EXERCISE DETAILS –
Your task is to reproduce exactly the lines that run from the beginning of the data through the line where "[locate] the defensive" appears.

SOURCE RECORDS –
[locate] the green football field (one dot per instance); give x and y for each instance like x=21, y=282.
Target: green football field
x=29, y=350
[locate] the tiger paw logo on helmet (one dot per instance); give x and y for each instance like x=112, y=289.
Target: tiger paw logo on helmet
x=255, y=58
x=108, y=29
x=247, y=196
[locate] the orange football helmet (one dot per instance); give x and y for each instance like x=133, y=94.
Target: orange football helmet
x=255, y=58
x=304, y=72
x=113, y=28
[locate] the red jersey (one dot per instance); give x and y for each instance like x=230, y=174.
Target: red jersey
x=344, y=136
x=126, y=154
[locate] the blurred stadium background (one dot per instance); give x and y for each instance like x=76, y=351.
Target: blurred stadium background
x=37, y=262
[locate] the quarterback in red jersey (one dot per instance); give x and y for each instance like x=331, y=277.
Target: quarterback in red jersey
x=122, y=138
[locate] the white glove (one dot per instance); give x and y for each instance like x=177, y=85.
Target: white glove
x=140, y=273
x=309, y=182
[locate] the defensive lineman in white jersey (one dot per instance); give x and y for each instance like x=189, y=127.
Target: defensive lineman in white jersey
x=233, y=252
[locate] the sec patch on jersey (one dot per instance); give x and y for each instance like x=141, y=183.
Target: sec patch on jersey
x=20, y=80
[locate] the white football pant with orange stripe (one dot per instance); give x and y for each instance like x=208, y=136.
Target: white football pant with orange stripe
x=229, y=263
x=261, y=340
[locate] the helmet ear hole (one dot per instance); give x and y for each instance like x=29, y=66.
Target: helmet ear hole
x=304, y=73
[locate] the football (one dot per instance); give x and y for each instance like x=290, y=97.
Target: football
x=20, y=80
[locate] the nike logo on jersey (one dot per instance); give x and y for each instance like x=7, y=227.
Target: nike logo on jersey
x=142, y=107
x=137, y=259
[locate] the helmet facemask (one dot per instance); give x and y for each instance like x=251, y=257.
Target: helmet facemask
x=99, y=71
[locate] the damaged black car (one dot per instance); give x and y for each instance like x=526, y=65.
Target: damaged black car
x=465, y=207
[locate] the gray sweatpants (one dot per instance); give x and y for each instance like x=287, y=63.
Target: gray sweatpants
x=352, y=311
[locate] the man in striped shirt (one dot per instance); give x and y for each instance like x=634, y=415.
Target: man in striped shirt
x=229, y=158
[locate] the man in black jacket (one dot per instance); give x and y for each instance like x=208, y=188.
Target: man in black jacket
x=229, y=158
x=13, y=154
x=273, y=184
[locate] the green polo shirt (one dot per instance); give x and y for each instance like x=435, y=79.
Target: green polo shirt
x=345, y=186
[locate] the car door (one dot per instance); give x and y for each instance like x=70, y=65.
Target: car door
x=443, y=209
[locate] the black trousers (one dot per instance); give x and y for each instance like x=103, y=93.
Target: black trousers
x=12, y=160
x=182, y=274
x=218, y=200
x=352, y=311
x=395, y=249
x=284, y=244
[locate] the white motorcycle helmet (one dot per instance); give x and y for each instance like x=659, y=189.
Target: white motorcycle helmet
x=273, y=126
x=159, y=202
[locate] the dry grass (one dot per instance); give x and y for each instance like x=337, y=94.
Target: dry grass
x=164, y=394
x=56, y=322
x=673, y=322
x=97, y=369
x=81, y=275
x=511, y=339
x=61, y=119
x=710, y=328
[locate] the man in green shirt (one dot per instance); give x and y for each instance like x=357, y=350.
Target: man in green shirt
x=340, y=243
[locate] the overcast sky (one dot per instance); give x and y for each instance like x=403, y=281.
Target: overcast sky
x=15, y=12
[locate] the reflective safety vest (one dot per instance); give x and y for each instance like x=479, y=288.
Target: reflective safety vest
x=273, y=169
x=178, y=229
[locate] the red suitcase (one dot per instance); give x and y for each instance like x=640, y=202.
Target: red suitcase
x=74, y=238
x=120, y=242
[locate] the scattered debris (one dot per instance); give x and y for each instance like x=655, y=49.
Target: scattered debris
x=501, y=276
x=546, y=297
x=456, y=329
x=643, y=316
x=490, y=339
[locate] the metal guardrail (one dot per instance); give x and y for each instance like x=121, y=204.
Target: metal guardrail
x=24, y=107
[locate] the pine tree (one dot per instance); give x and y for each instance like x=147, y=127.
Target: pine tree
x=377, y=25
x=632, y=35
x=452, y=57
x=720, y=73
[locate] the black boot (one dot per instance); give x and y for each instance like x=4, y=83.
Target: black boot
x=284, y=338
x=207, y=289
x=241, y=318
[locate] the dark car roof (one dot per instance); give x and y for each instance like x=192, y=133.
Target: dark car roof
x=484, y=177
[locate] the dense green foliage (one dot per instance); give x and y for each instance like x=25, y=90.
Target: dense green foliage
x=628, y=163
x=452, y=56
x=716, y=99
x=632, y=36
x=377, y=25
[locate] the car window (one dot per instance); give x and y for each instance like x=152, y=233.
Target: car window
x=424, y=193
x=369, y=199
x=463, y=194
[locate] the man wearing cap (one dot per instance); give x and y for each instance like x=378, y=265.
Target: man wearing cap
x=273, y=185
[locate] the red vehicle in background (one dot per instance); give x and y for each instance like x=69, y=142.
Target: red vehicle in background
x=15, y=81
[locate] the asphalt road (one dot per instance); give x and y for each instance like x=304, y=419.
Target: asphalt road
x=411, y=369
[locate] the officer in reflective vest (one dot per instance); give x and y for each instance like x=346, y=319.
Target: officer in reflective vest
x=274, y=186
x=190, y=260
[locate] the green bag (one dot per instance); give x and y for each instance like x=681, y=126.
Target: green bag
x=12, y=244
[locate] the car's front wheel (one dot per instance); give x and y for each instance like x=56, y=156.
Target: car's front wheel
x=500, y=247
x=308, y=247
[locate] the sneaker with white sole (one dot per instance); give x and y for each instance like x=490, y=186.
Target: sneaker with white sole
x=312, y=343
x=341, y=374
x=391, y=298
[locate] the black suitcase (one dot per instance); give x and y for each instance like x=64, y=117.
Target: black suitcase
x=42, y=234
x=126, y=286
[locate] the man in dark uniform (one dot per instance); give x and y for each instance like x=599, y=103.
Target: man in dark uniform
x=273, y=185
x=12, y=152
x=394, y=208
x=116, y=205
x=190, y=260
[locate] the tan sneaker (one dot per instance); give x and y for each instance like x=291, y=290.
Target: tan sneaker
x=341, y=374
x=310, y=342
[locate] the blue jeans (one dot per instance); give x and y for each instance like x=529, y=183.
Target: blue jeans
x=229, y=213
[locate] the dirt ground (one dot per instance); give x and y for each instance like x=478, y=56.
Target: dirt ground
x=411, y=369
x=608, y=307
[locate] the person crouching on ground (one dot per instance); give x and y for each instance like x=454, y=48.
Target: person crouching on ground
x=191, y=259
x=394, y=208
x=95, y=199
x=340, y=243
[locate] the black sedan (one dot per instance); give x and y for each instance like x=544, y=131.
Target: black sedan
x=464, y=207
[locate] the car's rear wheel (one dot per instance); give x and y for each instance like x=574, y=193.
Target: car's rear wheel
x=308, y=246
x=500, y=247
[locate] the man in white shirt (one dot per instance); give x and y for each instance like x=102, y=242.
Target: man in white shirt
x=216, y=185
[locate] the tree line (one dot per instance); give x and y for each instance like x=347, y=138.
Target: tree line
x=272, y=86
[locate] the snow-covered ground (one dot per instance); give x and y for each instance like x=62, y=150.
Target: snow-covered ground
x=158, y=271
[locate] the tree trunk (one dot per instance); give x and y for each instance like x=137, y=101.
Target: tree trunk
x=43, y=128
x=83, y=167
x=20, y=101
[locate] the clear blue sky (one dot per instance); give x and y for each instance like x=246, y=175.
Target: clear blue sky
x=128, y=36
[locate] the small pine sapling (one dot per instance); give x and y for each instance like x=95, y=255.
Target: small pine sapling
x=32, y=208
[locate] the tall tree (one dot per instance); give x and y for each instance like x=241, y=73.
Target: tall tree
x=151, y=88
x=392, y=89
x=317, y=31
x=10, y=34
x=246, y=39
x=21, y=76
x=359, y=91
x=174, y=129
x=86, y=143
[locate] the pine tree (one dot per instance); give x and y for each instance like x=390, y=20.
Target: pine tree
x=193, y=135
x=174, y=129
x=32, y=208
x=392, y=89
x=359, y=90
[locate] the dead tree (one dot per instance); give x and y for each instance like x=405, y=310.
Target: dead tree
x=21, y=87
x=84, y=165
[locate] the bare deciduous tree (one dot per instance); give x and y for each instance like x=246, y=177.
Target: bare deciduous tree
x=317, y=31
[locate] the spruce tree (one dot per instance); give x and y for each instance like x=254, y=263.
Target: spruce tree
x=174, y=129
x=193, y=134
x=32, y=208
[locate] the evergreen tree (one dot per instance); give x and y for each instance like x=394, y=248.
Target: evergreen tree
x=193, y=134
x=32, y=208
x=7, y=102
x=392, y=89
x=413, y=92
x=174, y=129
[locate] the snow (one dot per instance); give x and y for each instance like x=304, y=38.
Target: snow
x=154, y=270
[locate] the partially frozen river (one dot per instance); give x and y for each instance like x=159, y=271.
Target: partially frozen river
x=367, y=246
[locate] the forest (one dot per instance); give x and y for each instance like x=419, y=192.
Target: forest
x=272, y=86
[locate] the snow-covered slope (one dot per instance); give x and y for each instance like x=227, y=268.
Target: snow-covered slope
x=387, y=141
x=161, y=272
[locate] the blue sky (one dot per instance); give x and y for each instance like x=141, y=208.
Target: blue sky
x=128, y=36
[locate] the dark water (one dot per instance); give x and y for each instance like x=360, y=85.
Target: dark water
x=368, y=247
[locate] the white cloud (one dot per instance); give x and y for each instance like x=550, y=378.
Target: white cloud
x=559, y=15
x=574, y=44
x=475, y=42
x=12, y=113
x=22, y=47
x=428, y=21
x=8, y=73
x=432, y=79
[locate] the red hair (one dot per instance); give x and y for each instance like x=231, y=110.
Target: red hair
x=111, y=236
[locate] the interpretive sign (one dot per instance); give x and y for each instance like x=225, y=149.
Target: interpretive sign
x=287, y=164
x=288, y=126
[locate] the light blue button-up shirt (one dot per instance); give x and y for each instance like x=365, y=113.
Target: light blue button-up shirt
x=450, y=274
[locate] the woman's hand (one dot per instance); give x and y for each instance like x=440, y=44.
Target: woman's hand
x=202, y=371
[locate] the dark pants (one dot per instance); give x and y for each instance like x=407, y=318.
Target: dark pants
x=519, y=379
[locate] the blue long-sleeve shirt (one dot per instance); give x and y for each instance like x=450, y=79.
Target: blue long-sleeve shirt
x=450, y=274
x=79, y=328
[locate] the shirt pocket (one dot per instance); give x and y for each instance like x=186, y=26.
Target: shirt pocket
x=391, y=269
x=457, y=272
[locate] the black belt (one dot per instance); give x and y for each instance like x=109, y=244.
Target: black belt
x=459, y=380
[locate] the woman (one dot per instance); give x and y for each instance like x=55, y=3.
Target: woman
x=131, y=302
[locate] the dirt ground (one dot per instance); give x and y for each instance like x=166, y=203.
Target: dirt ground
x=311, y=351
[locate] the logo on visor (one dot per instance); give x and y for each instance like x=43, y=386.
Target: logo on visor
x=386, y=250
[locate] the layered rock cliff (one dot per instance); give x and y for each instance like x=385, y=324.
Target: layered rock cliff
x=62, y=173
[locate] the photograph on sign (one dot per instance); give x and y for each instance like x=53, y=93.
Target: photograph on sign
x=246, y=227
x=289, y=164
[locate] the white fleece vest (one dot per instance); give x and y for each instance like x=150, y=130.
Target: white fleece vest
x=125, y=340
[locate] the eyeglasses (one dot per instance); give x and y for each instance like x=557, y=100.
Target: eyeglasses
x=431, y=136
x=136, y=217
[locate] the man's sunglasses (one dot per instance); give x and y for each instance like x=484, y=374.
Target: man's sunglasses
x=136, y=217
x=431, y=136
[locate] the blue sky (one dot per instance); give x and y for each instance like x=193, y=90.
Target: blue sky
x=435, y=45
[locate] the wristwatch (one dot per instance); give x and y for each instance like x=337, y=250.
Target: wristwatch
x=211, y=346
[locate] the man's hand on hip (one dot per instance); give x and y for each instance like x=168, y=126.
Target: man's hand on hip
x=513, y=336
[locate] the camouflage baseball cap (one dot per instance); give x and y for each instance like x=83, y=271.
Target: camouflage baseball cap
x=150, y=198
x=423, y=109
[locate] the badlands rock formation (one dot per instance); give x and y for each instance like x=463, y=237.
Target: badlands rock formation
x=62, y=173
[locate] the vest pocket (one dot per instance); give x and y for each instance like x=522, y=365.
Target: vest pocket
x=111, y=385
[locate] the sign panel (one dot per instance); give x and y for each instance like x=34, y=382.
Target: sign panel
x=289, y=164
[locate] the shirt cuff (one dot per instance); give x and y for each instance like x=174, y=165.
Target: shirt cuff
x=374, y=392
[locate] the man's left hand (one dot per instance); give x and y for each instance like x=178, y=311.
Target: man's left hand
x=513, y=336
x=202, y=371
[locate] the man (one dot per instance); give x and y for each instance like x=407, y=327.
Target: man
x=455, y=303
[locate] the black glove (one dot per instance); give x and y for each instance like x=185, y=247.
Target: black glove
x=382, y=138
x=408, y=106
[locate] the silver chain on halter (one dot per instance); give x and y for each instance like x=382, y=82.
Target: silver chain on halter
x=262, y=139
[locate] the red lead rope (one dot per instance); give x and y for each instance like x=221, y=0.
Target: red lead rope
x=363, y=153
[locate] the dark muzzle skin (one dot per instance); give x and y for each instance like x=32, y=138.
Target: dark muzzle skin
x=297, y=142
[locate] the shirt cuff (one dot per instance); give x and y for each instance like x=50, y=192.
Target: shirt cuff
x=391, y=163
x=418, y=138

ANSWER TO THIS TASK –
[locate] the green football field (one dot per instance); give x and y for each instance like x=21, y=282.
Target: green football field
x=29, y=350
[locate] the tiger paw logo on helmet (one dot per instance); give x and y for each instance like x=112, y=289.
Target: tiger paw logo on helmet
x=255, y=58
x=108, y=29
x=247, y=196
[locate] the orange football helmet (one dot per instance); give x and y for each instance like x=133, y=94.
Target: orange football helmet
x=255, y=58
x=304, y=72
x=113, y=28
[locate] the red jersey (one dot per instance); give x and y for each instance like x=230, y=174.
Target: red jersey
x=344, y=136
x=126, y=154
[locate] the blurred stadium background (one dot per instance); give x and y for each instance like x=76, y=351.
Target: blurred stadium background
x=37, y=262
[locate] the quarterback in red jersey (one dot per instance); give x and y for each instance like x=331, y=277.
Target: quarterback in red jersey
x=122, y=138
[locate] the white glove (one dot per instance); give x and y for each instance like x=177, y=85.
Target: white glove
x=140, y=273
x=309, y=182
[locate] the defensive lineman in white jersey (one dot per instance); give x and y for each instance like x=189, y=127.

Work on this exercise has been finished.